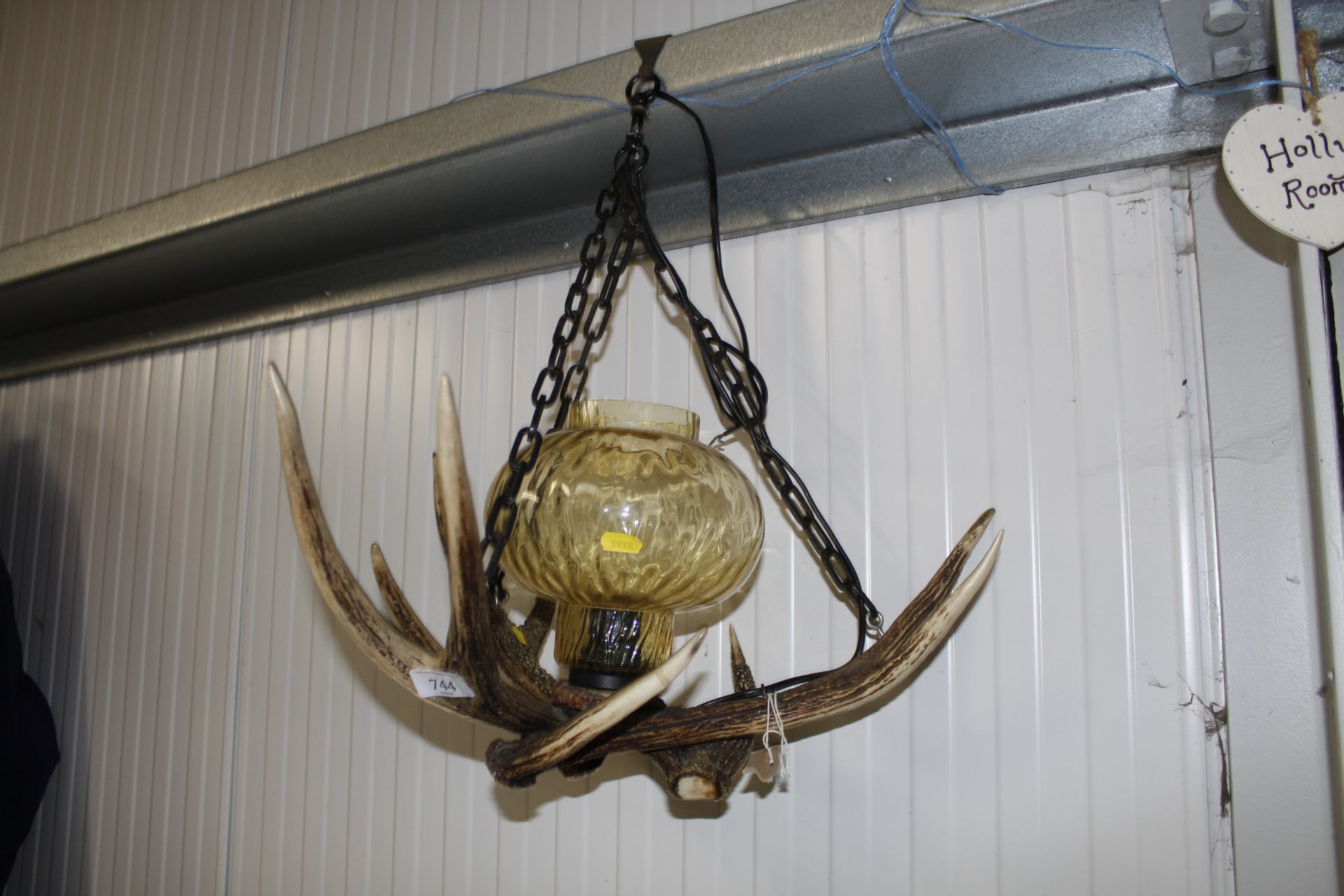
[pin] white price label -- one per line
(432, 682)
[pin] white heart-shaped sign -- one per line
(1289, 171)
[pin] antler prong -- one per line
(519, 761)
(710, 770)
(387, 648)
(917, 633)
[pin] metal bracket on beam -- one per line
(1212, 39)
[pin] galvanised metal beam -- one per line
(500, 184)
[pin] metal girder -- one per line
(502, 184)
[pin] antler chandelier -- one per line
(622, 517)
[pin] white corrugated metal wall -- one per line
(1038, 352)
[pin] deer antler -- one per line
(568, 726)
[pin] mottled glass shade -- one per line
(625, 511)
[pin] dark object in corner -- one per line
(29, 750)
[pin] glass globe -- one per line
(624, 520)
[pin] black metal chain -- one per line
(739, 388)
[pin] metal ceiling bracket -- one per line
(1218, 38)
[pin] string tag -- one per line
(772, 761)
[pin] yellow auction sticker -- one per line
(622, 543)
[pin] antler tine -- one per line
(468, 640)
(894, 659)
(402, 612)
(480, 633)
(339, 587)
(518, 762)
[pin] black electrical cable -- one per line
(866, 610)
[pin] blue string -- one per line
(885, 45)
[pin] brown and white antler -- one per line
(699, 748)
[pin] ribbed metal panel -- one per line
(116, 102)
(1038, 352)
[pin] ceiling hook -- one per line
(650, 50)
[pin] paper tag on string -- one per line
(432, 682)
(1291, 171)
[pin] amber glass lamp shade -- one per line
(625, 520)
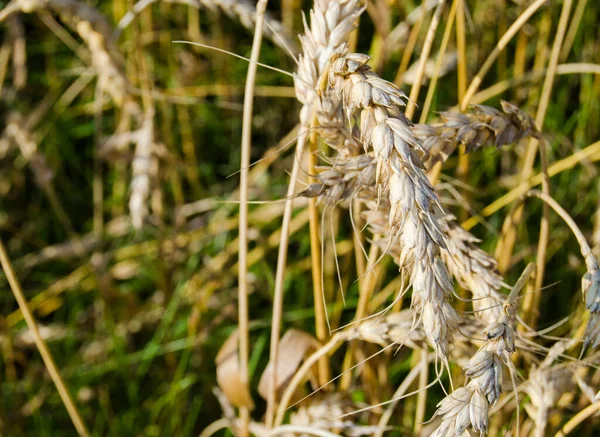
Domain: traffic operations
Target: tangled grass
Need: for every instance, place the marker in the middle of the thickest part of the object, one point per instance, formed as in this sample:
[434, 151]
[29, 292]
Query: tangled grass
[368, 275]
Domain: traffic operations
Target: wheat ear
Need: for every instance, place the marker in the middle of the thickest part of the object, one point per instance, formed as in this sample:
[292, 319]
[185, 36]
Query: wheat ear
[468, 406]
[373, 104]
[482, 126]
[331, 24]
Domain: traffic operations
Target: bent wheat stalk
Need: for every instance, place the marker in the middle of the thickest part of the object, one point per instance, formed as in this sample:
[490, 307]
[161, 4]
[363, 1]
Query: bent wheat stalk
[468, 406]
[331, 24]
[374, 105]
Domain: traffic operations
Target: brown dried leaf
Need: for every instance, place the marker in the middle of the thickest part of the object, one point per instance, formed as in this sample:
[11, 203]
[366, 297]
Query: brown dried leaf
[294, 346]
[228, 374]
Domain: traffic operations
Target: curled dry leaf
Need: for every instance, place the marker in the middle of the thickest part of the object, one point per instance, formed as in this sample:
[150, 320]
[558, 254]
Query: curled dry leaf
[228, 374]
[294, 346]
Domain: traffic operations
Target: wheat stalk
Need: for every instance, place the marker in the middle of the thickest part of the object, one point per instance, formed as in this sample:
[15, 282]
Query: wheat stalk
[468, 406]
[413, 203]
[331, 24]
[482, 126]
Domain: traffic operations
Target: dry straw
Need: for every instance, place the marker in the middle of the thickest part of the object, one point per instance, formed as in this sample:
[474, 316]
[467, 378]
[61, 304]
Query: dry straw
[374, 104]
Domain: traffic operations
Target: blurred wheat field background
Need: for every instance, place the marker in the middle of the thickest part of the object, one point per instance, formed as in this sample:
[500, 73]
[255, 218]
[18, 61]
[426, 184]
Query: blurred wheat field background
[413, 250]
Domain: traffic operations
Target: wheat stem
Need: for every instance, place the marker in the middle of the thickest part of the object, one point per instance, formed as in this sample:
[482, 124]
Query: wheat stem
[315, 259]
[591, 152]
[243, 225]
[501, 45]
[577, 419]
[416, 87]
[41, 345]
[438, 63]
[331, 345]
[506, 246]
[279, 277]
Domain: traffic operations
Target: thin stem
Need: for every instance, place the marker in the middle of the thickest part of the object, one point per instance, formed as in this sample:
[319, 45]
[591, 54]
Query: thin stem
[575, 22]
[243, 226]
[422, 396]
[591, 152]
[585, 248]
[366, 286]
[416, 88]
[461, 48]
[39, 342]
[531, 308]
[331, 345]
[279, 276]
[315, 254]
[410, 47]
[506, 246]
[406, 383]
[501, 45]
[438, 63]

**EXERCISE DETAILS:**
Please copy the data shown above word for word, omitting the pictures.

**EXERCISE SOLUTION:**
[pin] white price label -- one per line
(432, 682)
[pin] white heart-shaped sign -- one per line
(1289, 171)
[pin] antler prong -- one per line
(519, 761)
(710, 770)
(387, 648)
(917, 633)
[pin] metal bracket on beam -- one per line
(1212, 39)
[pin] galvanised metal beam -- one per line
(500, 184)
[pin] metal girder -- one per line
(502, 184)
[pin] antler chandelier -- one per line
(622, 517)
[pin] white corrugated metal wall -- one per line
(1038, 352)
[pin] deer antler -- one per line
(568, 726)
[pin] mottled glass shade -- one per line
(625, 511)
[pin] dark object in corner -- one per line
(29, 750)
[pin] glass globe -- one per line
(624, 520)
[pin] black metal chain -- one per line
(739, 388)
[pin] metal ceiling bracket -- one per line
(1218, 38)
[pin] string tag -- one per line
(772, 761)
[pin] yellow auction sticker -- one per line
(622, 543)
[pin] antler tine -- one per line
(468, 640)
(894, 659)
(402, 612)
(480, 633)
(339, 587)
(518, 762)
[pin] black electrical cable -- one per line
(866, 610)
[pin] blue string -- one per line
(885, 45)
[pin] brown and white antler -- one per line
(699, 748)
[pin] ribbed metal panel -- one per line
(116, 102)
(1038, 352)
[pin] ceiling hook -- one per line
(650, 50)
[pin] paper tag on string -- one per line
(432, 682)
(1291, 171)
[pin] amber glass lamp shade -- one per line
(625, 520)
Domain: traffic operations
Target: tangled grass
Need: for every instance, place the marker in the middle of the thickest part of the object, one point per instance, formed as in this sample:
[434, 151]
[29, 292]
Query: tangled grass
[368, 275]
Domain: traffic operations
Target: wheat ear
Need: for every instance, place the marker in the middle of the thickest part of the object, one point per instance, formed as in this sample:
[292, 319]
[185, 36]
Query: wheat ear
[468, 406]
[373, 104]
[482, 126]
[331, 24]
Domain: traffic operations
Target: bent wheat stalk
Need: for every instance, place the marker in the middle of the thickest part of the object, one point per instance, formed as in this sample:
[490, 307]
[161, 4]
[363, 1]
Query: bent wheat stalk
[468, 406]
[331, 24]
[374, 105]
Domain: traffic operations
Target: brown dried leaf
Need: for every instance, place the marker in the middle of the thickest part of the object, one point per instance, formed as in this sample:
[11, 203]
[366, 297]
Query: brown dried leaf
[294, 346]
[228, 374]
Domain: traffic operations
Target: curled dry leaf
Need: for every instance, place the marker in the middle of the thickest part of the object, one point per instance, formed as in this sample:
[150, 320]
[558, 254]
Query: curled dry leaf
[228, 374]
[294, 346]
Domain: traffic operations
Target: wheat stalk
Need: for every instance, place the marker in the middle of the thickest part of the object, one point per instance, formed as in this sample:
[15, 282]
Query: wheat stalk
[468, 406]
[413, 203]
[331, 24]
[482, 126]
Domain: traffic operations
Target: dry straw
Need: for every instance, place the marker in the middle of the thickest part of the object, one point per instance, formed as in this sample:
[474, 316]
[467, 378]
[61, 304]
Query: dry straw
[374, 104]
Domain: traffic operations
Target: blurred wheat field background
Need: for every instance, place the marker in the middle of the thickest part of the object, one point per instance, formed as in this sample:
[500, 73]
[255, 218]
[18, 61]
[426, 184]
Query: blurred wheat field background
[413, 250]
Domain: traffic operations
Target: wheat stem
Need: for every instance, place the marker in the middle of the thickest part of the object, one point per instance, formed as in this sample:
[482, 124]
Query: wheat stem
[315, 259]
[591, 152]
[243, 225]
[501, 45]
[577, 419]
[416, 87]
[41, 345]
[438, 63]
[331, 345]
[506, 246]
[279, 277]
Domain: traffic operations
Target: thin stem
Need: for every instance, place the marker in the middle of the thickest part of the object, one point per instance, formed as in this sample:
[319, 45]
[591, 54]
Query: thin stem
[575, 22]
[243, 226]
[422, 396]
[591, 152]
[585, 248]
[366, 286]
[416, 88]
[461, 48]
[39, 342]
[531, 308]
[331, 345]
[279, 276]
[315, 254]
[410, 47]
[506, 246]
[406, 383]
[501, 45]
[438, 63]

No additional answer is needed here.